* TASK BRIEF: Lay out every line of the listing below as a numbered list, skipping any blank lines. Leave the pictures out of your answer.

[Excerpts from point annotation data]
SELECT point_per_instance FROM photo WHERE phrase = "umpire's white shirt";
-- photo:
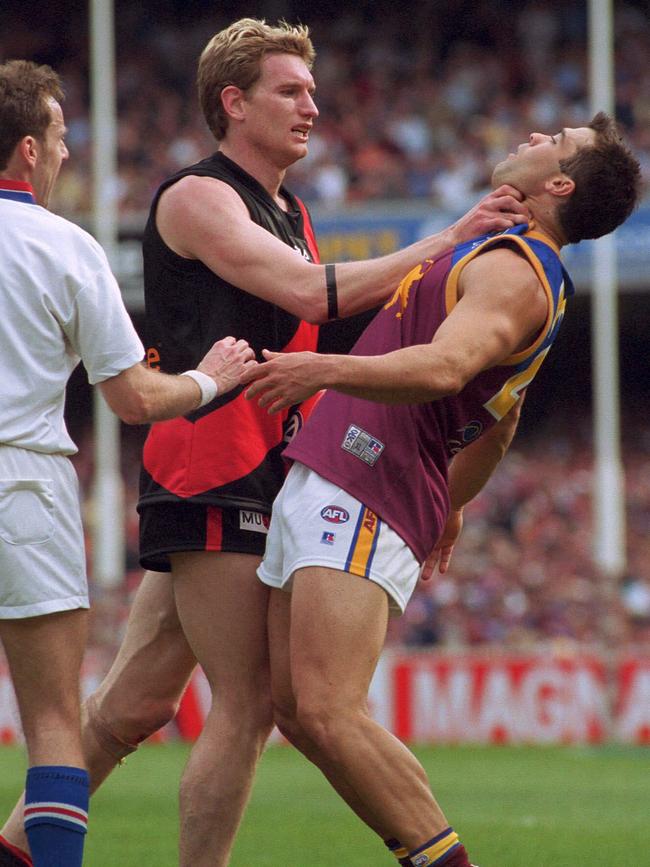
(59, 302)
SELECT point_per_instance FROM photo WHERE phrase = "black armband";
(332, 295)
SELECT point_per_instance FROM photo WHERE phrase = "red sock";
(21, 856)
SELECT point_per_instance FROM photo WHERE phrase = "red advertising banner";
(467, 698)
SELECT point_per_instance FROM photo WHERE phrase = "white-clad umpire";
(59, 303)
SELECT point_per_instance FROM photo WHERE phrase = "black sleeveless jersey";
(227, 453)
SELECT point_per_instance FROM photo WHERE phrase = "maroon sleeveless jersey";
(394, 458)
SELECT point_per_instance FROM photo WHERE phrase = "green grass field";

* EXERCISE RESPONSE:
1. SELECT point_per_instance FROM photo WHERE phrase = "umpire's white shirt";
2. -- photo:
3. (59, 302)
4. SELECT point_per_instance FROM photo WHERE phrase = "black armband";
5. (332, 295)
6. SELECT point_per_instance FROM photo WHERE phrase = "red sock";
7. (21, 856)
8. SELECT point_per_instance FROM photo WHERE phrase = "red advertising banner";
9. (467, 698)
10. SELECT point_per_instance FROM photo WHERE phrase = "white-clad umpire";
11. (59, 303)
12. SELECT point_per_instance FROM photo WHERE phrase = "black sleeveless jersey";
13. (227, 453)
14. SELECT point_per_instance FROM photo WHERE phrase = "maroon sleeveless jersey";
15. (394, 458)
16. SELECT point_per_instance FROM photo WHERE phrase = "green grass field";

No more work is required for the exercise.